- **Given records**:
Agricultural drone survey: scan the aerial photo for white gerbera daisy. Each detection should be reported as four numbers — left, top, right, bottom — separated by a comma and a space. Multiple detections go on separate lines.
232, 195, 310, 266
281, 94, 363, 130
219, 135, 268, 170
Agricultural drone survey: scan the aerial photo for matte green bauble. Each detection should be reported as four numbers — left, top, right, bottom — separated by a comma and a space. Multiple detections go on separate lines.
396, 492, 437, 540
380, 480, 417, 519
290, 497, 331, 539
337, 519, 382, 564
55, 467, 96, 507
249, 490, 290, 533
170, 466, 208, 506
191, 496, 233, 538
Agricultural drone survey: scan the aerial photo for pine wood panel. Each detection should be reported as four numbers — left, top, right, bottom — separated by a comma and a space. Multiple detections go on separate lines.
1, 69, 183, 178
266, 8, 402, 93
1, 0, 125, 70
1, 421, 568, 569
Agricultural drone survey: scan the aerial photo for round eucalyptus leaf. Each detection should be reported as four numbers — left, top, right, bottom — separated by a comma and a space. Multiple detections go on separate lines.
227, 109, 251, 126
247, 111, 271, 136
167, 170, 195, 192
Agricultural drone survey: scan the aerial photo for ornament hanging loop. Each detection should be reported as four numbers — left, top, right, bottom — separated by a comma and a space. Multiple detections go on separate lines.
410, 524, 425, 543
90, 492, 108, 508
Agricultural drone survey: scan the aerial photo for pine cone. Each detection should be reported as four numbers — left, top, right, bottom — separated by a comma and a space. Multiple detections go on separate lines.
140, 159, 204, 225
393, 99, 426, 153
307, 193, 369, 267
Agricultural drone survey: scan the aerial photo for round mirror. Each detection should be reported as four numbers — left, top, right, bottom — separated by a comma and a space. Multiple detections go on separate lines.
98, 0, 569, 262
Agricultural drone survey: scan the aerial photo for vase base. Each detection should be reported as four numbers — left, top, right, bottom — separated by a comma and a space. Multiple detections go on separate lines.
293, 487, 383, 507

- **Exercise**:
Restate each of the entries above verbatim.

- **Exercise solution**:
Agricultural drone survey: scan the aerial photo for white gerbera daisy. Each detection should be reported as four numbers — left, top, right, bottom — separated by a comma and a space. Multiple detections go on separate lines.
232, 195, 310, 266
281, 94, 363, 130
219, 135, 268, 170
Agricultural drone survey: scan the aerial photo for matte green bauble. Each detection should be reported as four numbers — left, top, right, bottom — separated by a comma and a space. Multiple detections go on separate lines.
396, 492, 437, 540
380, 480, 417, 519
290, 497, 331, 539
337, 519, 382, 564
55, 467, 96, 507
249, 490, 290, 533
170, 466, 208, 506
191, 496, 233, 538
Agricultural drone survey: scan the aerial photo for pine wood panel. Each detection should be reported as four numbers — left, top, right, bottom — separated by a comma and a space. Multiple detections go on separate lines.
1, 69, 183, 178
266, 8, 402, 93
1, 0, 125, 70
1, 421, 568, 569
Agricultural drone survey: scan the aerial photo for round eucalyptus leaf. Each detection should be reported as four numbers — left, top, right, bottom — separated by a comma and a space. Multiple detections go on separate lines.
227, 109, 251, 126
247, 111, 271, 136
167, 170, 195, 192
Agricultural drone survey: scan the aerial photo for ornament hanging loop. Each detection should be reported as four numbers — left, top, right, bottom — separated by a comma and a space. Multiple detections go on separate lines.
410, 524, 425, 543
90, 492, 108, 508
Agricultural drone survey: scan the aerial photo for pine cone. Each detection should be reported as four numbers — left, top, right, bottom — separated by a comma and a space. Multiple detections go on separate lines.
140, 159, 204, 225
393, 99, 426, 153
307, 193, 369, 267
Agricultural drone survey: scan the aerial photo for round mirror. Each detection should be reported as four numbers — left, top, right, bottom — separated by a comma and a space. Multiple detections go on separate lines.
98, 0, 569, 262
Agricultural drone survey: scan the aerial photo for vase base. Each detection should be reported as four numbers — left, top, right, bottom — separated by a comma and a space. Multiple detections go on separate lines.
293, 487, 383, 507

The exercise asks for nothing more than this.